Much of the analysis is made complicated by the mix differences the main three supermarkets have in terms of the smaller convenience format. Tesco were ahead of both Sainsbury's and WM Morrison on this one, and I recall that convenience as a segment has been continually taking share from the 'big box' stores.

I've tried to do sectoral comparisons on the big supermarkets myself and, while they are instructive, we're missing a lot of the information we'd really like - ASDA, Aldi, Lidl and Waitrose are all big (or, more importantly, growing) players we have to exclude from any comparison, and we are the lesser for it. Tesco's international operations confuse their group picture and UK comparisons.

I broadly pull the opposite conclusions to you, though. While the sector as a whole is rough - investing in any of the three big supermarkets is putting your money in a sector which is facing more (and better) competition than it has done for a long time - I tend to think Tesco has the edge by virtue of the fact it has those international operations. They still earn a better return on capital than any of their peers.

Reply
Orangetree

Dear Expecting Value,

Sorry for the late late reply, as i wanted to test my theory out. It turns out i was too optimistic in my forecast and all three have performed poorly, especially Tesco losing more than a third in value since May.
The sell signal for me is two months after the CFO made his dramatic departure, and Tesco failure to appoint new CFO!!! A major red flag, as BoD knows the numbers are manipulated therefore appointing a reputable CFO on time would not be good for the now ex-CEO Phillip Clarke.

Now, in absence of any strategy from Tesco, you may be interested in reading an article i written up in Seeking Alpha by comparing Tesco and Carrefour (the second largest supermarket in the world) HERE.
Carrefour experience the same thing like Tesco and has since able to compete with the discounters, it took ten years to turn this around.

Reply
intuitive6191

For me one of the easiest sectors to research by direct experience is Food Retailing. The products are easy to compare on price and quality. The quality and number of staff are very visible and the overall layout and effectiveness of the store is immediately apparent. Most of my thoughts are therefore based on what I see happening on the ground.

In my home town there is an Aldi, Tesco and Morrisons forming a triangle around a car park. 15 minutes sat in the car park is most illuminating. The first and most obvious point which comes to mind is that there is no "profile customer" any more. Well heeled types come out of Aldi and dump their purchases in the Land Rover. There are others who seem to use all three - presumably buying the best offers/personal preferences at each store.

The clear winner however is Aldi. Two or three years ago there was only myself and a few other lost souls wandering around now the is a queue at every till most of the time. The store is clearly laid out with virtually no stock outs and Staff are very flexible, working the tills and filling shelves. The sales per sq ft must be very impressive.

The clear loser is Tesco. It is one of their smaller stores and seems to have struggled to withstand the Aldi onslaught. Recently it seems to have installed a new manager who seems to be making a difference - but this is not going to be quick turnaround.

The enigma for me is Morrisons.The store is laid out well and they have the best potential story with their vertical supply chains. Their prices are reasonable and store seems to be quite busy. If you didnt know the figures you would assume that they are doing fairly well.

From my personal experiences its clear to me that Food Retailing is undergoing a permanent shift in the UK. I couldn't invest in Tesco because it seems to me to have the most to lose and the least capability to defend itself.I would argue that the sector is undergoing so much change and uncertainty that the best valuation is one that identifies the most obvious takeover potential. For me this is Sainsbury closely followed by Morrisons.

In the recent fallout I have bought a few of both as a speculative takeover punt - but they are not high conviction buys.

Reply
Orangetree

Couldn't agree more intuitive6191, but i feel that given time and the right valuation Tesco can be a buy in the future.
Right now, they don't have a strategic plans to deal with the discounters, new management needs time to learn about Tesco's flawed business model and the company as a whole need a change in mindset.
At the same time, the discounters plan to steamroll the traditional supermarkets, when Aldi announces plan to open 1,000 new stores in 8 years.

But there is hope, if you look across the pond in France where Carrefour has to deal with the discounters, and now they are taking back market share from them.

■ ■ ■

- [Problems to work on]:
1. In the supermarket discussion, write out everything from "Right now, they" down to "in 8 years.", swapping "steamroll" for "crush".
2. Reproduce the rows without any change, everything from the line containing "Locate the sunglasses lens" down to the last line of the rows.

(Items listed in a dataset)
■ ■ ■

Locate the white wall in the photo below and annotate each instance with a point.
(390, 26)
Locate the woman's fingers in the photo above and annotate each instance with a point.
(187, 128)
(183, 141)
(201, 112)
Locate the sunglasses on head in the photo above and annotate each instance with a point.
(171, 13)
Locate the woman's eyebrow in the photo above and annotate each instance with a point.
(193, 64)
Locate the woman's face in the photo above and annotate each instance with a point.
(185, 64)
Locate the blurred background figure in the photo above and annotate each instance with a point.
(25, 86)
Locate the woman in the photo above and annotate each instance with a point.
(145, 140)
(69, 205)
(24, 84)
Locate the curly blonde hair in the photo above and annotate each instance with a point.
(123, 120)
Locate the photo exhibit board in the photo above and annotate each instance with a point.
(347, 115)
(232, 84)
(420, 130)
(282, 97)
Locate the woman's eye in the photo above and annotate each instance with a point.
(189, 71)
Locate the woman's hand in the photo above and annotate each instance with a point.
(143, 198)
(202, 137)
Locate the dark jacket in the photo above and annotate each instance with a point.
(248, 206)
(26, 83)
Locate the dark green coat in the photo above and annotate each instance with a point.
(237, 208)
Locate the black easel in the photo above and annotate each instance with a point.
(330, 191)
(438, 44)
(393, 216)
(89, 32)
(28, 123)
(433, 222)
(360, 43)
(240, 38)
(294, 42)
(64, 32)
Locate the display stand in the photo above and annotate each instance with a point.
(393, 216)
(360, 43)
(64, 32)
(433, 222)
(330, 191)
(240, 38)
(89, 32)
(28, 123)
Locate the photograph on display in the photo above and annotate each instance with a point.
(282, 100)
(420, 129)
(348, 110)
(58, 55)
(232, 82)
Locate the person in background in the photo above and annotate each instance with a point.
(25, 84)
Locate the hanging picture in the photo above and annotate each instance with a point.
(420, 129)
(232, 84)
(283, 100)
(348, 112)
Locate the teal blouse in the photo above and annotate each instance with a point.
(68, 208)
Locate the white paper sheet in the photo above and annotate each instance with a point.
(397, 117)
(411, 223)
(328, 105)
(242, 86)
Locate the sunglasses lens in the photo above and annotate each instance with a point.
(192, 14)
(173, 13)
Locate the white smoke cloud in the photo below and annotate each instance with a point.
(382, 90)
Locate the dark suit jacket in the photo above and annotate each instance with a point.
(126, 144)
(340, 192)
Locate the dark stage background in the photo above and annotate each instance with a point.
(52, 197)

■ ■ ■

- [Solutions per task]:
1.
Right now, they don't have a strategic plans to deal with the discounters, new management needs time to learn about Tesco's flawed business model and the company as a whole need a change in mindset.
At the same time, the discounters plan to crush the traditional supermarkets, when Aldi announces plan to open 1,000 new stores in 8 years.

2.
Locate the sunglasses lens in the photo above and annotate each instance with a point.
(192, 14)
(173, 13)
Locate the white smoke cloud in the photo below and annotate each instance with a point.
(382, 90)
Locate the dark suit jacket in the photo above and annotate each instance with a point.
(126, 144)
(340, 192)
Locate the dark stage background in the photo above and annotate each instance with a point.
(52, 197)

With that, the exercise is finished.